## Cosa si chiede
Ripeti esattamente le righe dell'elenco a partire dall'inizio e fino alla riga che contiene "negative clicks: (211, 239) (201, 228)", con entrambi gli estremi inclusi.

[Estratti di dati]

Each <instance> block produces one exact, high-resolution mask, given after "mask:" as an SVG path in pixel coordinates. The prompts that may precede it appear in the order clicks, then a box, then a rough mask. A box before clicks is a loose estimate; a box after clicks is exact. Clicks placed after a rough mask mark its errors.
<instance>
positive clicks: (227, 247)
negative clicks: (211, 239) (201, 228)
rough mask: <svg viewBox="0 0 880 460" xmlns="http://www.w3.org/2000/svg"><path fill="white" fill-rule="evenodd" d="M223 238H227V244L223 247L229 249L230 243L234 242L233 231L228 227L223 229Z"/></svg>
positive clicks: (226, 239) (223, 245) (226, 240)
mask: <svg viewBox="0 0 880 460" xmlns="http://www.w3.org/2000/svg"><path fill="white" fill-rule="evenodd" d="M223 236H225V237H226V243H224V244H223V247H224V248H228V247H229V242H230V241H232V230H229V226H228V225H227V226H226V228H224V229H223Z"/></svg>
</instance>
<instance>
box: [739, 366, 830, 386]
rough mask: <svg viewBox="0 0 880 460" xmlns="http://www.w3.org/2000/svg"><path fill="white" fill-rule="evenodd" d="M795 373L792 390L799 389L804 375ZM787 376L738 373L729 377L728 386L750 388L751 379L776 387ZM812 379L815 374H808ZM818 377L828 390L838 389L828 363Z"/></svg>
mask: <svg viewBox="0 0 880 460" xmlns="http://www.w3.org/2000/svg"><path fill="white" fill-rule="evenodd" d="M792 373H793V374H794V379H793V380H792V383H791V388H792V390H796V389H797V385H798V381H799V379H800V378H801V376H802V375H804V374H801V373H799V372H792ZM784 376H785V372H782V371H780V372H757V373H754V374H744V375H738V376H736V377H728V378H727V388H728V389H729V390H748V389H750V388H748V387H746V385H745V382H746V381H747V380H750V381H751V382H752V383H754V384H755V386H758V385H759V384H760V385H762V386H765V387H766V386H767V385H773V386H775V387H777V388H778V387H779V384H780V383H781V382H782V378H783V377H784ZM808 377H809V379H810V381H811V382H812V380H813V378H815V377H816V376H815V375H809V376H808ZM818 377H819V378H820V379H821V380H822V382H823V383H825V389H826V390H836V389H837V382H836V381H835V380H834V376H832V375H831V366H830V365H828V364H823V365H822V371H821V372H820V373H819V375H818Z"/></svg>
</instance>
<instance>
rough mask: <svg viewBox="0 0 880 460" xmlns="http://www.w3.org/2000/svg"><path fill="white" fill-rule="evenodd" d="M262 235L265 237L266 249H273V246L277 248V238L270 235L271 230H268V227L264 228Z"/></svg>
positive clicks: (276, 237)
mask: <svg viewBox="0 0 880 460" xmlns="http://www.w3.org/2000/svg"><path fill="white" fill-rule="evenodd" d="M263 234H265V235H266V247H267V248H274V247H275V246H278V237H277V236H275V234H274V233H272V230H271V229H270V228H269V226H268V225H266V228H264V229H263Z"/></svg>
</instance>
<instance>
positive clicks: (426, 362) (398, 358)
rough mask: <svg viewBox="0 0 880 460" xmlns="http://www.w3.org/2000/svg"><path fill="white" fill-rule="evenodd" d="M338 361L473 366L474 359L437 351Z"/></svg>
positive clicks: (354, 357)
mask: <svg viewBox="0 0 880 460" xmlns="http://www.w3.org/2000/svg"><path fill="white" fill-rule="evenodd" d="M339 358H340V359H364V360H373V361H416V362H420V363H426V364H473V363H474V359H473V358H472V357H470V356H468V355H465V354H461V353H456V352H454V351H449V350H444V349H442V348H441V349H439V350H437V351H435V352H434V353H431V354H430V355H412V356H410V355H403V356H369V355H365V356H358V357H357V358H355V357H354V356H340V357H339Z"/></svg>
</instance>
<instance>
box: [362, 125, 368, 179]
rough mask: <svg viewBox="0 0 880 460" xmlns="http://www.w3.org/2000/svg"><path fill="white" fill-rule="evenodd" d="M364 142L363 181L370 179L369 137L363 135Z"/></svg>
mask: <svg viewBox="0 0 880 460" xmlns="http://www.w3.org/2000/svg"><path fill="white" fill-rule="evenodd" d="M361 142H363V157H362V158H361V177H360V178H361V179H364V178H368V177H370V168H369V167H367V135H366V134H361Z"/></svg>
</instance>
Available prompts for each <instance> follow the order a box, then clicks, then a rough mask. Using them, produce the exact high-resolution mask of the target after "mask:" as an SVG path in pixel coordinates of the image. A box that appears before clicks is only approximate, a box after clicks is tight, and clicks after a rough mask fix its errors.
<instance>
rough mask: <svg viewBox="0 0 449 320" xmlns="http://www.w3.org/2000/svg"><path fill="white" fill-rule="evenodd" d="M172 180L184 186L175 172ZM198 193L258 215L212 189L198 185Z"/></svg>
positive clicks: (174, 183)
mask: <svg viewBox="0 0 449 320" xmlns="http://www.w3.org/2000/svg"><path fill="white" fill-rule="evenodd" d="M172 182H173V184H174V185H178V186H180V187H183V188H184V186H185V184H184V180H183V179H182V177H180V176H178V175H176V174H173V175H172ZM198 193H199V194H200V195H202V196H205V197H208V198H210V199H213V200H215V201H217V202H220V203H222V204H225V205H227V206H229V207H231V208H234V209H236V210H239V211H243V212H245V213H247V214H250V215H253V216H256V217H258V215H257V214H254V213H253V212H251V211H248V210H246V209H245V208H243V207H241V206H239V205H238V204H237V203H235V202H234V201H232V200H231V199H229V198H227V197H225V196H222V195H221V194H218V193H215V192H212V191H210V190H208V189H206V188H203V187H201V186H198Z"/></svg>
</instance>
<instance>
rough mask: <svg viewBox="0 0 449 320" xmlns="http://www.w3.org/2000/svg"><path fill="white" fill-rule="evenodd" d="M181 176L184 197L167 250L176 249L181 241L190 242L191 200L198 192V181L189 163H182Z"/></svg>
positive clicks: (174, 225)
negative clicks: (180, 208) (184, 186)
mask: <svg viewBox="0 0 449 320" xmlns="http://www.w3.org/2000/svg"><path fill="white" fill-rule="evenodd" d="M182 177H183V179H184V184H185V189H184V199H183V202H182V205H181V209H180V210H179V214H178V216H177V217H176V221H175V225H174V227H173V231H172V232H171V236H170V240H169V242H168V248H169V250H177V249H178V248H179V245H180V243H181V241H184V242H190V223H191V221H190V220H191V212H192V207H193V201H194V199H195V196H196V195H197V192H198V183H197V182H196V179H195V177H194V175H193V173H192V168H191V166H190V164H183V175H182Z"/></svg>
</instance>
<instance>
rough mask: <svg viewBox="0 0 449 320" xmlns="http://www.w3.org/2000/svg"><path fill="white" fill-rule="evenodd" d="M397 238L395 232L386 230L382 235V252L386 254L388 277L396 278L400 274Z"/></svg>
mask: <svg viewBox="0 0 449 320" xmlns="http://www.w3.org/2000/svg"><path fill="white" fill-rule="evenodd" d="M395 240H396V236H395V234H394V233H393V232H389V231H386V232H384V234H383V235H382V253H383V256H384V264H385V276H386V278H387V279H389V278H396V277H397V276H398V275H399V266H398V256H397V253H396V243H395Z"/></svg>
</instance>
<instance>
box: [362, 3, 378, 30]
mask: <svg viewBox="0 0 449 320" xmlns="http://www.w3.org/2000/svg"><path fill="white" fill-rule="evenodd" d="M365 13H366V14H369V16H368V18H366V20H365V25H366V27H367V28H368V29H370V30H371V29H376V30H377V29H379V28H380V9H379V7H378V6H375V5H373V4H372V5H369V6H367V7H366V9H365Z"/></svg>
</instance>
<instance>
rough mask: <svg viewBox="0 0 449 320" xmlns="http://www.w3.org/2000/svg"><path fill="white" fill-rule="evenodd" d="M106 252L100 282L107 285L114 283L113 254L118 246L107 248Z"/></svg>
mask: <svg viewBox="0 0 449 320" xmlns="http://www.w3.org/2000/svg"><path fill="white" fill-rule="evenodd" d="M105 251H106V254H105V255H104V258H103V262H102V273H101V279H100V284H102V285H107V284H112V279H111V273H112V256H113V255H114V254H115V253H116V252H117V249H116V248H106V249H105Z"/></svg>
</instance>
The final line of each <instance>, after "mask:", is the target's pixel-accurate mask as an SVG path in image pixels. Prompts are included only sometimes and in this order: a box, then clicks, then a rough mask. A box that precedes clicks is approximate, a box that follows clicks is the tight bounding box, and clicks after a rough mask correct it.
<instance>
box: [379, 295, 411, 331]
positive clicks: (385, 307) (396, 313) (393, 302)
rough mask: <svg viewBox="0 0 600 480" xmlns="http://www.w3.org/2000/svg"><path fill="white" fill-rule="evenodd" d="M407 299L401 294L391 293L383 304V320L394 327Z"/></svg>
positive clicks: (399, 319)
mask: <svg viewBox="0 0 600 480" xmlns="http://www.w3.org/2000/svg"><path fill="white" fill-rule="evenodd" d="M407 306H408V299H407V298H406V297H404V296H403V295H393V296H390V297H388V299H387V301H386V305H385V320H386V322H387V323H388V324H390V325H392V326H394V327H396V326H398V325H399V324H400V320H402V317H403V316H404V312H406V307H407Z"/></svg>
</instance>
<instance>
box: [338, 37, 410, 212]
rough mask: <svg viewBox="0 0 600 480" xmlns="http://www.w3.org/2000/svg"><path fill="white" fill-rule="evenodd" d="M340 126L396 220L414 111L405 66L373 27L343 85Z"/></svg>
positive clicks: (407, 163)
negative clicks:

## Risultato qui sotto
Each <instance> block produces one exact, high-resolution mask, given after "mask:" as an SVG path in pixel coordinates. The prompts that may precede it appear in the order clicks, then a box, then a rough mask. A box before clicks is a loose estimate; a box after clicks is exact. Clicks placed after a rough mask mark its errors.
<instance>
positive clicks: (227, 247)
negative clicks: (211, 239) (201, 228)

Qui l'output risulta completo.